▸ **What this task involves**: Please copy out every line of the material below word for word, leaving out the pictures.

╔══

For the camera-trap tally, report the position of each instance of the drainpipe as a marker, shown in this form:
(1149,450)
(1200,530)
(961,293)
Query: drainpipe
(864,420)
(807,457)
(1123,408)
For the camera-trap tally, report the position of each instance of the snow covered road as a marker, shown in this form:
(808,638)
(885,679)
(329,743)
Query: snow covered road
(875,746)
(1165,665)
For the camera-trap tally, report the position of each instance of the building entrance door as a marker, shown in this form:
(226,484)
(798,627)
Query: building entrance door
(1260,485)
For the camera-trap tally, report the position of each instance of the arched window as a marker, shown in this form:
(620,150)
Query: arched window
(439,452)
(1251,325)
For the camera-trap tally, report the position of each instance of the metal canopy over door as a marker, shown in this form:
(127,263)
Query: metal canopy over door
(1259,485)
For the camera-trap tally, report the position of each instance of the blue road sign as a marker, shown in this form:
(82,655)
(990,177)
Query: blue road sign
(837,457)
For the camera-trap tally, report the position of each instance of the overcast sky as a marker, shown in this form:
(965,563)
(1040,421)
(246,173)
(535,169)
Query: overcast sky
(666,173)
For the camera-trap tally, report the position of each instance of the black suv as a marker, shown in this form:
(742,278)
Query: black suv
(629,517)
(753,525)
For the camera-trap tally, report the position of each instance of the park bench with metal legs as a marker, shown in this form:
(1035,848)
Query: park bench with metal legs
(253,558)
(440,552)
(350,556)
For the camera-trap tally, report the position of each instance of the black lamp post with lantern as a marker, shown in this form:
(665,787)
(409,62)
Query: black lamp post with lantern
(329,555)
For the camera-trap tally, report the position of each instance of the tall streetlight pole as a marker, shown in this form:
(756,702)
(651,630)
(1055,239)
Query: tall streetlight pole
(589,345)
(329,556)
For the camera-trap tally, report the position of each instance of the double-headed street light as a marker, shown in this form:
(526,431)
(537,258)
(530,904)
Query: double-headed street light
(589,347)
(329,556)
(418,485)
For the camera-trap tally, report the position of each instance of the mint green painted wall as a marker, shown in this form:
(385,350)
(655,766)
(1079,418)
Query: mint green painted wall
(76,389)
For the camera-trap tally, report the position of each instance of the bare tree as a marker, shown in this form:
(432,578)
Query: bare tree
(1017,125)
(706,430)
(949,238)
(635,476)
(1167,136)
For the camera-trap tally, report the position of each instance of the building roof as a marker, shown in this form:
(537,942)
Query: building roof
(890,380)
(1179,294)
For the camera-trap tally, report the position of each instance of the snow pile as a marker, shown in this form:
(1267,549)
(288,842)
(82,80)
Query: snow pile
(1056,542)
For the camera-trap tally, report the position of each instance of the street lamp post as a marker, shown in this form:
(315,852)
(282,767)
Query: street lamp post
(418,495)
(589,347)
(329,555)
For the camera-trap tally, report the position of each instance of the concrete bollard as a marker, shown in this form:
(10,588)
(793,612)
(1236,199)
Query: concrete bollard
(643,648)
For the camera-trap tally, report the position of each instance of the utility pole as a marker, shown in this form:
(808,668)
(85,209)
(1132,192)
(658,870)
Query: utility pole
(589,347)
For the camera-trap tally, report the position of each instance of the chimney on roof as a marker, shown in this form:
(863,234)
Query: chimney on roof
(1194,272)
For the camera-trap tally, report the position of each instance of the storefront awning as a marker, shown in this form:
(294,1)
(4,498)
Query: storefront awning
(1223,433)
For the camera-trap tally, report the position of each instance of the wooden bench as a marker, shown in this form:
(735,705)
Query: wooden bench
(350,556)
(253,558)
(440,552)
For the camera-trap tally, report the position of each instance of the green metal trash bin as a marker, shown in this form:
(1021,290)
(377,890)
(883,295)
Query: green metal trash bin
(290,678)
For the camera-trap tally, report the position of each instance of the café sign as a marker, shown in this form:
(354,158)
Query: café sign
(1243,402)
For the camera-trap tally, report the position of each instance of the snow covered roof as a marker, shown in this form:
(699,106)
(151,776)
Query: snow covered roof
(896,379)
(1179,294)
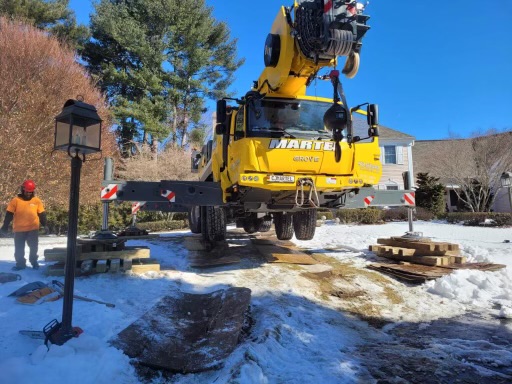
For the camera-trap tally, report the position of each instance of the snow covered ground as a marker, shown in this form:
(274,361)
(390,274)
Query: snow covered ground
(355,325)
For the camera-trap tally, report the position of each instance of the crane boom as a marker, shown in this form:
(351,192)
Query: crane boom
(306,37)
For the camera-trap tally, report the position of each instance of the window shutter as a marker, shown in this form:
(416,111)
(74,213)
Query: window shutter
(399,155)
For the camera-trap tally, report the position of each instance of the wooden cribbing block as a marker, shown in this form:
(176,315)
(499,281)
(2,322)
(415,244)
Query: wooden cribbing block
(427,246)
(126,264)
(101,266)
(115,265)
(59,254)
(425,260)
(411,251)
(145,265)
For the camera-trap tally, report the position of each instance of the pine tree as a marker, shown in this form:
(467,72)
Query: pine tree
(54,16)
(430,194)
(157,61)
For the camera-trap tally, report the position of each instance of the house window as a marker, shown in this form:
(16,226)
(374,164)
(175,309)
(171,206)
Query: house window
(392,154)
(389,154)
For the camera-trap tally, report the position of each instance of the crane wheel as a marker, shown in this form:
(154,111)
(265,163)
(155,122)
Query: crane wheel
(351,65)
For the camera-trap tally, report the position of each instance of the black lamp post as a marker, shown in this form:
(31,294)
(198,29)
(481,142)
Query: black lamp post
(77,132)
(506,182)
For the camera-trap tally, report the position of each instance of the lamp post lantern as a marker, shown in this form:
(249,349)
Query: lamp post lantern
(78,133)
(506,182)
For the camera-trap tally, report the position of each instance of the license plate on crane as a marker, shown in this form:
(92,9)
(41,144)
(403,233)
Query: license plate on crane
(281,179)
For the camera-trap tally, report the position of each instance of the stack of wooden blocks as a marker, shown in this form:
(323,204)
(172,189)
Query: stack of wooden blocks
(102,256)
(423,251)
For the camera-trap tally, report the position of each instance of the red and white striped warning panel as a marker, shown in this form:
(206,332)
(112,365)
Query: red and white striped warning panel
(137,206)
(410,198)
(169,195)
(109,192)
(368,200)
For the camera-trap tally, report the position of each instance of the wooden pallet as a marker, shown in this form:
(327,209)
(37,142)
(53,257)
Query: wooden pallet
(423,252)
(414,273)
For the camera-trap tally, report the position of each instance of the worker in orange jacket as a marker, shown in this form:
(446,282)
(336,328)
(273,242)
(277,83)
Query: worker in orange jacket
(28,213)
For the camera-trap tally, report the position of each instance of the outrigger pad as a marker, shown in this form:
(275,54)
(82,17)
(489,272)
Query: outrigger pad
(188,333)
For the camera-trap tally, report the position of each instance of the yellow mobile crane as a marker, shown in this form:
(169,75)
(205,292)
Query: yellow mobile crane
(279,154)
(276,154)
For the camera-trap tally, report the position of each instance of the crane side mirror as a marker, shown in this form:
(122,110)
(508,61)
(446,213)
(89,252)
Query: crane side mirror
(372,114)
(220,127)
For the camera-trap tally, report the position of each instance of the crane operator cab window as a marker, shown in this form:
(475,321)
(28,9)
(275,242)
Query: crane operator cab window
(239,124)
(287,118)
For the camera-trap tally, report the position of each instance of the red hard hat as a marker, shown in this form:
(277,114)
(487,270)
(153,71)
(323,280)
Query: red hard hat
(29,186)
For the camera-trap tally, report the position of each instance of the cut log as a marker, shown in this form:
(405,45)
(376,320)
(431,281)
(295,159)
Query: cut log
(189,333)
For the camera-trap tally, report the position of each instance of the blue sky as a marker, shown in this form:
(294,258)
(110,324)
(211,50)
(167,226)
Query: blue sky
(435,68)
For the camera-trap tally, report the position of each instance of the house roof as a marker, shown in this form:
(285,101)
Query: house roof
(360,127)
(432,156)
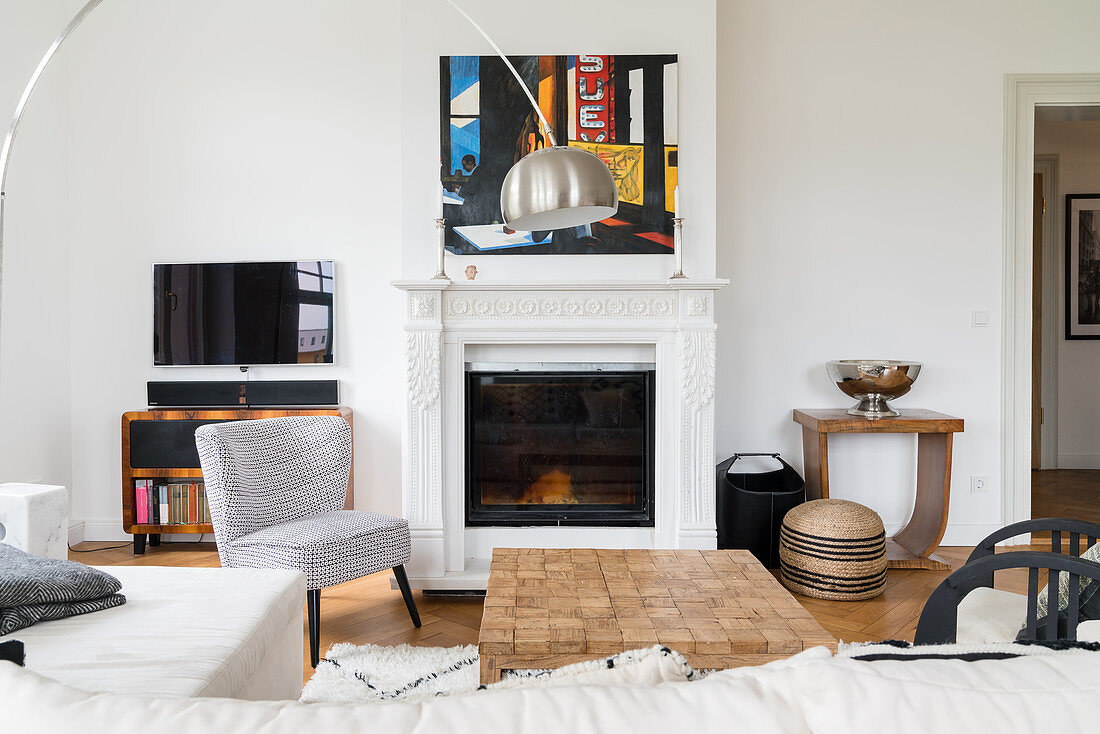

╚══

▸ **Expected answer**:
For the camera-trap tally, report the position of each instance of the drainpipe as a marker, shown in this form:
(1149,450)
(1200,530)
(961,293)
Query: drainpipe
(864,420)
(807,457)
(1123,408)
For the camera-trap tally, report the position of each instance of the snow covered road as a marker, shown in this form:
(808,638)
(885,679)
(329,743)
Query: snow covered road
(875,746)
(1165,665)
For the camera-trap tally, report the position of each instance of the building entrance door as a marker, shown in this form:
(226,484)
(798,627)
Query: building entrance door
(1260,485)
For the camera-trap tally, report the position of each instance of the arched window as a marker, shown in this form:
(620,150)
Query: arched window
(439,452)
(1251,325)
For the camera-trap tally, report the position of each instance of the metal canopy over door as a marker, shown in this form:
(127,263)
Query: metal canopy over door
(1259,485)
For the camera-trap tally, report the position of each instance of the blue road sign as a marker, shown in this form:
(82,655)
(990,177)
Query: blue road sign
(837,457)
For the camera-trap tally, report the position of each instance of the overcast sky as a marker, shown in this form:
(965,563)
(1040,421)
(246,173)
(535,169)
Query: overcast sky
(666,173)
For the camera-trap tally, report the position of each instance of the black suv as a marker, shown in this form:
(742,278)
Query: black suv
(629,517)
(753,525)
For the camera-trap tally, report the position of each instance of the park bench with metal legs as a marker, shown in this form:
(1035,848)
Query: park bench with metal legs
(253,558)
(440,552)
(350,556)
For the camera-trap tally, report the position of each instance of the black lamp post with lantern as a marker, shown in this form:
(665,787)
(409,62)
Query: black lamp post with lantern
(329,555)
For the camera-trap tally, report the position of each instance of the tall streetlight pole as a marker, shown in this form:
(756,702)
(651,630)
(1055,239)
Query: tall streetlight pole
(589,345)
(329,556)
For the camera-trap tally, report the position of each instance of the double-headed street light as a marker, shown in this form:
(526,431)
(537,258)
(530,904)
Query: double-headed street light
(589,347)
(329,556)
(418,485)
For the camera-trap tally, report the position of each instance of the mint green painted wall as a marker, shown in this form:
(385,350)
(655,766)
(1079,418)
Query: mint green painted wall
(76,389)
For the camera-trap tally, report the position of each instance of the bare tree as a marker, shown in this form:
(432,578)
Query: bare tree
(1017,125)
(706,430)
(949,238)
(635,476)
(1167,136)
For the camera-trap tally, report the position of each instance of the building roof as a marker, shown in this form:
(537,942)
Query: building roof
(890,380)
(1179,294)
For the camera-trap tally, report the position of each instance of the snow pile as a marker, shown in this form:
(1267,549)
(288,842)
(82,80)
Query: snow pile
(1056,542)
For the camera-trap tally, report the position of each instance of the street lamp post as a marker, shown in this form:
(315,852)
(282,767)
Query: street lamp post
(418,495)
(589,347)
(329,555)
For the camera-trap tally, report the position of each instance of the concrete bollard as a marker, shown in this form:
(10,588)
(793,612)
(1236,199)
Query: concrete bollard
(643,648)
For the camera-trap tally, report the position of each instance of the utility pole as a marker, shown in this form:
(808,668)
(85,209)
(1132,192)
(658,870)
Query: utility pole
(589,347)
For the camera-trap tally, report the position of each instance of the chimney on roof as a marker, shown in this form:
(863,234)
Query: chimney on roof
(1194,272)
For the camera-trap tally, report the position of each instance of the storefront awning as a marker, shown in this form:
(294,1)
(4,498)
Query: storefront awning
(1223,433)
For the camera-trap tally, report the position of each instance of the wooden bench as a marker, shown in this form:
(735,705)
Query: wooden bench
(350,556)
(253,558)
(440,552)
For the camera-trap tally, report the position of each instance of the green metal trash bin as a marker, shown in this form:
(1021,290)
(377,890)
(883,295)
Query: green metal trash bin
(290,678)
For the camera-trap tally, report the position of each instance of the café sign as a marker, shown in this form:
(354,158)
Query: café sign
(1243,402)
For the camera-trap tally, report the position of each instance of the snow covered roof as a marker, shown in this form:
(699,106)
(151,776)
Query: snow covered roof
(896,379)
(1179,294)
For the camera-trap tally, report the position of each instance of the snow covered ground as a marker, shown in this form:
(274,361)
(390,274)
Query: snow covered ground
(355,325)
For the camera-trap tally, report the position of each instance of the crane boom as a marker, shown in this form:
(351,192)
Query: crane boom
(306,37)
For the camera-trap tally, report the position of each instance of the window shutter as a marker, shown in this form:
(416,111)
(74,213)
Query: window shutter
(399,155)
For the camera-trap tally, report the position of each instance of the wooden cribbing block as a marker, shown in this form:
(176,315)
(499,281)
(2,322)
(415,244)
Query: wooden cribbing block
(427,246)
(126,264)
(101,266)
(115,265)
(59,254)
(425,260)
(411,251)
(145,265)
For the camera-trap tally, report the position of each instance of the pine tree as a marker, shown in this form:
(467,72)
Query: pine tree
(54,16)
(430,194)
(157,61)
For the camera-trap tally, report the position of each instance of the house window as a marker, shown in this form:
(16,226)
(374,164)
(175,309)
(171,206)
Query: house window
(392,154)
(389,154)
For the camera-trap tally, report the position of each instance of the crane wheel as a marker, shown in this form:
(154,111)
(265,163)
(155,122)
Query: crane wheel
(351,65)
For the camera-trap tally, report the position of each instance of the black lamp post as a marker, shown in this form:
(31,294)
(198,29)
(481,142)
Query: black lamp post
(77,132)
(506,182)
For the camera-trap tally, report the position of each instance of the lamp post lantern as a marker, shown in this form:
(249,349)
Query: lamp post lantern
(78,133)
(506,182)
For the camera-trap tally, report the position of each instance of the license plate on crane as a marker, shown in this form:
(92,9)
(41,144)
(403,233)
Query: license plate on crane
(281,179)
For the camera-trap tally, report the position of each instance of the stack of wooden blocks as a marker, shown in this form:
(323,204)
(172,189)
Query: stack of wooden blocks
(102,256)
(423,251)
For the camera-trap tally, report the position of each instance of the red and white striped warning panel as a marker, shown in this form:
(206,332)
(112,365)
Query: red and white striped warning panel
(137,206)
(410,198)
(169,195)
(109,192)
(368,200)
For the camera-trap tally, report the position of each instance of the wooden pallet as a marker, shown in this form:
(327,209)
(37,142)
(53,257)
Query: wooden pallet
(423,252)
(414,273)
For the camera-trap tally, report the position of each instance of the worker in orange jacket as a marker, shown in this form:
(446,282)
(336,328)
(273,242)
(277,83)
Query: worker in orange jacket
(28,213)
For the camera-trap tally, report the position of each instance of the outrigger pad as a marker, shown in this form:
(275,54)
(82,17)
(489,272)
Query: outrigger pad
(188,333)
For the camera-trap tally, report the position of each instance of the yellow mobile crane as a marker, shown in this form:
(169,75)
(205,292)
Query: yellow mobile crane
(279,154)
(276,154)
For the camera-trap tally, report the position of each instance of the crane side mirror as a marker, shown in this form:
(122,110)
(508,61)
(446,213)
(89,252)
Query: crane side mirror
(372,114)
(220,127)
For the camera-trap tally, report the position of each instance of the crane operator cab window as a marker, shown in this form:
(475,321)
(28,9)
(275,242)
Query: crane operator cab window
(239,124)
(287,118)
For the camera-trap tally, report the position of each instance of the red hard hat as a marker, shown in this form:
(277,114)
(487,270)
(153,71)
(323,280)
Query: red hard hat
(29,186)
For the camera-trap tally, report the position of each instance of the cut log as a marker, shown in this form:
(405,45)
(376,320)
(431,281)
(295,159)
Query: cut log
(189,333)
For the camera-trap tally, report the position of each instance of the blue sky as a marker, shown in this form:
(294,258)
(110,324)
(211,50)
(167,226)
Query: blue sky
(435,68)
For the camera-trap tally, report the position of each instance of the house roof as a marker, shown in this form:
(285,101)
Query: house roof
(360,127)
(432,156)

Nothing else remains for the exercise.